■ EXTRAIT ■
__________________________________________________

Alors que nous vivons dans un monde de bruits, de mouvements et de connexions certaines femmes, comme les clarisses de Poligny, ont choisi de se retirer dans un monastère pour vivre de la prière. Une vie de contemplative, cloîtrée et silencieuse qui semble aller à l'encontre de ce qu'est la société en 2022 : active, ouverte sur le monde et assoiffée de paroles. Soeur Thérèse-Marie et soeur Anne-Marie, deux jeunes soeurs du monastère sainte Claire de Poligny dans le Jura, racontent leur quotidien de religieuses au micro de Véronique Alzieu.
Etre réveillé par son iphone, aller au boulot en métro, organiser un week-end avec ses vieux copains de fac, assister au mariage de son cousin, tomber amoureux, partir au Mexique, boire un verre en terrasse un soir de printemps... C’est la vie, la vraie ou plutôt la vie (presque) "normale". Ca dépend pour qui. Soeur Thérèse a 37 ans et soeur Anne-Marie pas encore la trentaine. Elles sont soeurs clarisses au monastère sainte Claire de Poligny, capitale du Comté, nichée au coeur du Jura. Elles portent un voile noir sur la tête signifiant qu'elles ont fait leurs "voeux définitifs" au sein de la communauté. En bref, elles ont fait le voeu de consacrer toute leur vie à Dieu.
Dans le monastère en pierre, peu de bruits à part les robes des soeurs qui se déplacent discrètement et l'appel de la cloche pour les offices quotidiens. Chaque religieuse vit dans une "cellule", une petite chambre sans chichis avec un lit simple, une table d'étude et une petite bassine pour faire sa toilette. Pour le reste tout est commun. Les repas sont pris en silence avec les 17 autres clarisses de la communauté, les travaux de la cuisine, du jardin sont équitablement répartis, les prières entonnées à l'unisson et les dons reçus, dont elles dépendent, sont destinés à l'ensemble de la communauté. Une vraie vie de famille se construit autour des 17 "soeurs" qui ont toutes volontairement choisi de se retirer du monde, tout en le portant au quotidien dans leurs prières.

__________________________________________________

■ DONNÉES RECUEILLIES ■
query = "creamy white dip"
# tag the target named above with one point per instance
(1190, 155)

__________________________________________________

■ CONSIGNES ■
[A] Répondez aux questions suivantes à partir de l'extrait.
(i) Au micro de qui les deux religieuses racontent-elles leur quotidien ?
(ii) Quel âge a sœur Thérèse ?
(iii) Que signifie le voile noir que portent les deux sœurs ?
[B] Énumérez tous les objets dont l'extrait dit qu'ils meublent la « cellule » de chaque religieuse.
[C] Relevez mot pour mot dans l'extrait le passage allant de « Etre réveillé par » à « vie à Dieu. ».
La liste provient d'une autre source que l'extrait.

■ CORRIGÉ ■
[A]
(i) Au micro de Véronique Alzieu.
(ii) Elle a 37 ans.
(iii) Il signifie qu'elles ont fait leurs « voeux définitifs » au sein de la communauté.

[B] un lit simple, une table d'étude, une petite bassine pour faire sa toilette

[C]
Etre réveillé par son iphone, aller au boulot en métro, organiser un week-end avec ses vieux copains de fac, assister au mariage de son cousin, tomber amoureux, partir au Mexique, boire un verre en terrasse un soir de printemps... C’est la vie, la vraie ou plutôt la vie (presque) "normale". Ca dépend pour qui. Soeur Thérèse a 37 ans et soeur Anne-Marie pas encore la trentaine. Elles sont soeurs clarisses au monastère sainte Claire de Poligny, capitale du Comté, nichée au coeur du Jura. Elles portent un voile noir sur la tête signifiant qu'elles ont fait leurs "voeux définitifs" au sein de la communauté. En bref, elles ont fait le voeu de consacrer toute leur vie à Dieu.